/---

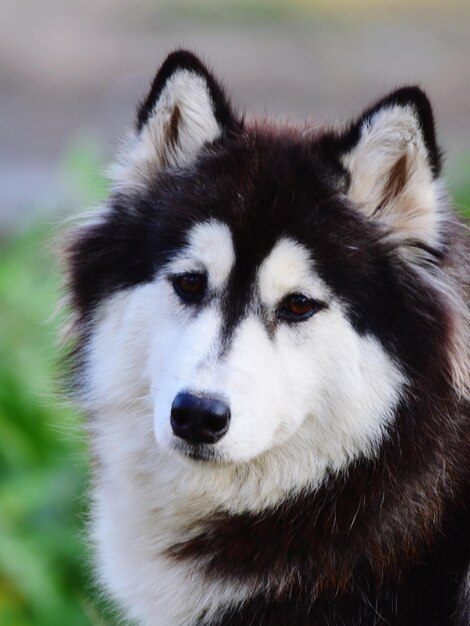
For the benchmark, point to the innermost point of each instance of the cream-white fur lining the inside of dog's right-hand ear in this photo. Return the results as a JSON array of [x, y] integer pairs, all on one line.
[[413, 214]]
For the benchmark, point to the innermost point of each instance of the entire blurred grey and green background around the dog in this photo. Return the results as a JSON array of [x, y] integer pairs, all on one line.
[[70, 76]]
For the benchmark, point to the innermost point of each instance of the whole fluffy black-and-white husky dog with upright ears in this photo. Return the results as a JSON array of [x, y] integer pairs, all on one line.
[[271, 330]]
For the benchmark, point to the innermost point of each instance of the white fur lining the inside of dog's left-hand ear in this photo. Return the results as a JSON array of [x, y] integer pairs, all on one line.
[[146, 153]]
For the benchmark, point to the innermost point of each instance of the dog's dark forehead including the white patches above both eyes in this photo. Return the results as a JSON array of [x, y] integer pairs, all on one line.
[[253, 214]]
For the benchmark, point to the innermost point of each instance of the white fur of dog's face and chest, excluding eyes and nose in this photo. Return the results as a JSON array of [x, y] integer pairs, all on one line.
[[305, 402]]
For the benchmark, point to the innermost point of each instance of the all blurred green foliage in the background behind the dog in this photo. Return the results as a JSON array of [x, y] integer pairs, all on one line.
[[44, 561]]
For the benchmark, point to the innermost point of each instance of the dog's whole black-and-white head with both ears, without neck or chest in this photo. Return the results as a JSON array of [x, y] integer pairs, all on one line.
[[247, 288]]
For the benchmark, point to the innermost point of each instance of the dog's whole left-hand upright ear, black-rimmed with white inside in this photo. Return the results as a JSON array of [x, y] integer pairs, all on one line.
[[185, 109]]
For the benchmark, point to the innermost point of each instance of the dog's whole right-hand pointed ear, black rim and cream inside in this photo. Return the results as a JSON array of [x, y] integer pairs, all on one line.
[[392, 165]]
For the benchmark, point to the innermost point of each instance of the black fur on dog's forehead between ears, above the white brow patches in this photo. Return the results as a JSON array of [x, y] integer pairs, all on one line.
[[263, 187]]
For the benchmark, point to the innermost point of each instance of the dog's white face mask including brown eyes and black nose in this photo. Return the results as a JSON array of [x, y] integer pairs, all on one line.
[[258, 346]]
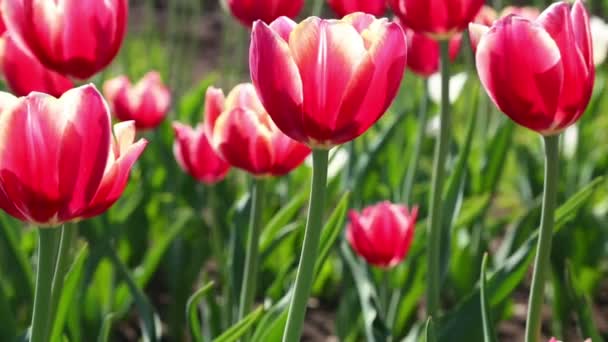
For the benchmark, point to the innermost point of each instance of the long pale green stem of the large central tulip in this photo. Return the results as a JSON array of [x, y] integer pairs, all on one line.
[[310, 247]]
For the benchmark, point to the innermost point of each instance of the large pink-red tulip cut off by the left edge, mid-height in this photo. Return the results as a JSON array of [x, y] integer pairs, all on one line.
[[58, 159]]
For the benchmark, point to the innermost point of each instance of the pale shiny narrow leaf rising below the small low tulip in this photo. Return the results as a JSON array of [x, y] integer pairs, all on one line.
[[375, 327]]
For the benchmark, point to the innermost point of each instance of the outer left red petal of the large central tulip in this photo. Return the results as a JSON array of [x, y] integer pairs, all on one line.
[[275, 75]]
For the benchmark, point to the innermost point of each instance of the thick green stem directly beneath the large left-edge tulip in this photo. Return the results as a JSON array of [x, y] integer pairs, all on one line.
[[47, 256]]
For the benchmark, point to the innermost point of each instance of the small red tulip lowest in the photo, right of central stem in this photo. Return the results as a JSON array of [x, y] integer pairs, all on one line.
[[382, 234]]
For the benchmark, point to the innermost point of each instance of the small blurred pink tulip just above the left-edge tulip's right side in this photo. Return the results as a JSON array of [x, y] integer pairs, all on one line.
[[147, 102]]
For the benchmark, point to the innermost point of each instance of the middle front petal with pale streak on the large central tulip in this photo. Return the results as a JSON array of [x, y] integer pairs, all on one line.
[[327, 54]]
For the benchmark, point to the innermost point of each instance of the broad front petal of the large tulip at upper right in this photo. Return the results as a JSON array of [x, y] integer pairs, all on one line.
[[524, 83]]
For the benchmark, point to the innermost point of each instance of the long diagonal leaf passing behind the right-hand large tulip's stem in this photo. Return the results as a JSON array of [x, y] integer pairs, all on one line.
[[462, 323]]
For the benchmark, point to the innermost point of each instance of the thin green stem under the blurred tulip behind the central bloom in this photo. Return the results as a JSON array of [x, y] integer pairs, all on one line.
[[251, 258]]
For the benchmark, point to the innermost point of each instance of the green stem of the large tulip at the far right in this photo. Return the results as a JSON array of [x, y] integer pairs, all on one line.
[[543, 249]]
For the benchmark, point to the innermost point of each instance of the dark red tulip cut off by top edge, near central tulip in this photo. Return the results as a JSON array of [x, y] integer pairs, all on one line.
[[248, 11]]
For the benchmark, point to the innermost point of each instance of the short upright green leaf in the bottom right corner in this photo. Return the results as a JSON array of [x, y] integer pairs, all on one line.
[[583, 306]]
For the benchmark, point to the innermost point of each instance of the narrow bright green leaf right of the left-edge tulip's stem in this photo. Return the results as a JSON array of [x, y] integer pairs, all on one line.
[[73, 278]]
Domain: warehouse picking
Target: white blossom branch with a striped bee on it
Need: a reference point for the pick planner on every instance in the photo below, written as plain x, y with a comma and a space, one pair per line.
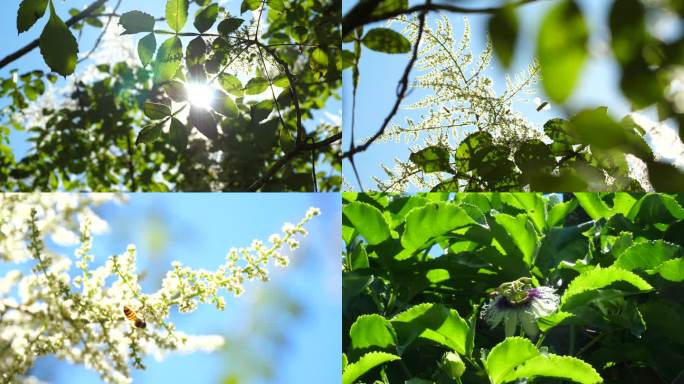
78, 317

\---

> Your task
Please retype the data exactly. The pictures do not go in.

> Output of the exercise
For the benchmark, point to the innermost point of each instance of the cream-white fur lining the inside of dog's right-hand ear in this photo. Return the results as a JSON array of [x, y] integer pairs, all on one line.
[[413, 214]]
For the benchmark, point to the innermost point of each instance of the entire blurred grey and green background around the dog in this photo. Return the results as a JSON array of [x, y] integer pairs, all on one line.
[[70, 76]]
For the benchmark, point to the innermost point of each instance of the whole fluffy black-and-white husky dog with upright ears in this photo. Return the results as a JSON array of [x, y] integer pairs, all on one line.
[[271, 330]]
For the benchmark, point to the innermost point of each instance of the white fur lining the inside of dog's left-hand ear in this photo. Return the results as a JSON array of [x, y] integer pairs, all on one line.
[[146, 153]]
For the benchmark, point to the innermost point of each instance of the dog's dark forehead including the white patches above both eyes in this photo. Return the results as a JSON array of [x, y] integer pairs, all on one line.
[[253, 214]]
For the benchmark, point to the innermost point of each instance of the white fur of dog's face and chest, excluding eyes and nose in this photo. Return the results as a JSON array of [x, y] integer pairs, all on one line.
[[305, 402]]
For the benchmark, point to the innermost point of each instance of the all blurred green foliage in the background behind the dog in this photo. Return the results as a JSON array of [x, y] integer pairs, all on one line.
[[44, 561]]
For the benchmark, point to the innermost point of each instance of the dog's whole black-and-white head with both ears, without neck or chest in this photo. Return the results as a JSON array of [x, y] integer pairs, all on one line.
[[247, 288]]
For the benchmark, point to the innermost point of each instance of the dog's whole left-hand upright ear, black-rimmed with white inside in this photo. Return the results as a JSON array of [x, y] integer pairs, all on one line.
[[185, 109]]
For the benchmark, point to the innermost point of each instance of the dog's whole right-hand pointed ear, black rim and cream inside in this photo. Return the results as a JSON array of [x, y] integer pairs, all on one line.
[[392, 165]]
For the benchmark, point to the innermost point of each instance of the black fur on dog's forehead between ears, above the white brow patches in this photo. Return the results as a JSON array of [x, y] integer pairs, all on one line.
[[263, 187]]
For the benchmark, point to the innermost point of each instance of the dog's white face mask including brown eyes and black nose in this photo. Return the results as a JSON array of [x, y] integer pairs, all on one line.
[[258, 346]]
For the benchmark, point to the innermost point of each instance of the long pale green stem of the large central tulip in this photo. Return the results as a JSON array of [x, y] integer pairs, all on one line.
[[310, 247]]
For the benchmark, point to the innermost point of each instance of the large pink-red tulip cut off by the left edge, mid-height in this photo. Return the results as a JSON array of [x, y] integer pairs, all on one line.
[[58, 159]]
For the benchmark, point to the innermost point of each instance of the pale shiny narrow leaf rising below the small low tulip in this photo. Return the results as a JSON array of [x, y] integer pairs, all on one line.
[[375, 327]]
For the benchmark, point to the innermost point of each instance of the outer left red petal of the large central tulip in this photo. Return the results as a JSON array of [x, y] integer pairs, all on one line.
[[275, 75]]
For the benchmark, point to the innermost point of each instance of the thick green stem directly beneath the large left-edge tulip in this photo. Return the results as a JSON array of [x, y] integer pairs, all on one line.
[[47, 256]]
For the benchmark, point to the innermost point of each instance of the small red tulip lowest in the photo, right of central stem in this photo. Return the results as a JSON array of [x, y] integer pairs, all on one line.
[[382, 234]]
For the benchmark, point to the innermost point of each instance of the small blurred pink tulip just above the left-edge tulip's right side in this photo. Return the results as a JSON array of [x, y] integer pairs, all on one line.
[[147, 102]]
For the benchmark, point to the innermost point of each instance of the middle front petal with pale streak on the large central tulip in this photo. Return the results as a JSON array of [x, y] integer pairs, all on one line.
[[327, 54]]
For the benchmark, point to the innermost point of each instance of the broad front petal of the large tulip at upper right in this photo. Return the results as a JSON array of [x, y] integer pairs, all on one line.
[[524, 83]]
For the benchmark, point to the innermost point of each instance of the long diagonal leaf passing behind the right-hand large tulip's stem in this photo. Return the results as a JSON array of [x, y] integer pairs, all on one line.
[[462, 323]]
For the benchmark, point to the innermost point of each instance of the thin green stem under the blurred tulip behind the central bloom in this photo. Return the results as a JSON array of [x, y] integer pairs, all on one line.
[[251, 258]]
For the benchmark, point to the innermost point of each instance of the green stem of the large tulip at the far right in this photo. Return the results as a JSON array of [x, y] integer pairs, all on one line.
[[543, 249]]
For the benchmark, point to the innermost point of each instance of the dark red tulip cut off by top edge, near central tulip in this photo. Return the results as a JSON array of [x, y] integer pairs, all on one line.
[[248, 11]]
For the benchmark, point to the innermost point of each instance of the short upright green leaf in the bottom right corner in this photo. Return the results as a JSON array of [x, y] integer pairs, all on one line.
[[583, 306]]
For the benchmark, point to the innermost point of each instance of the narrow bright green leaf right of the left-edge tulip's stem in this photo. Return the results as a JSON array of [x, y] integer pairs, all on one line.
[[73, 278]]
Domain: warehouse picking
Target: white blossom branch with a striped bee on it
Need: a reference point for the pick planner on every instance in the photo below, written as plain x, y with a comma and a space, one pair per line.
78, 317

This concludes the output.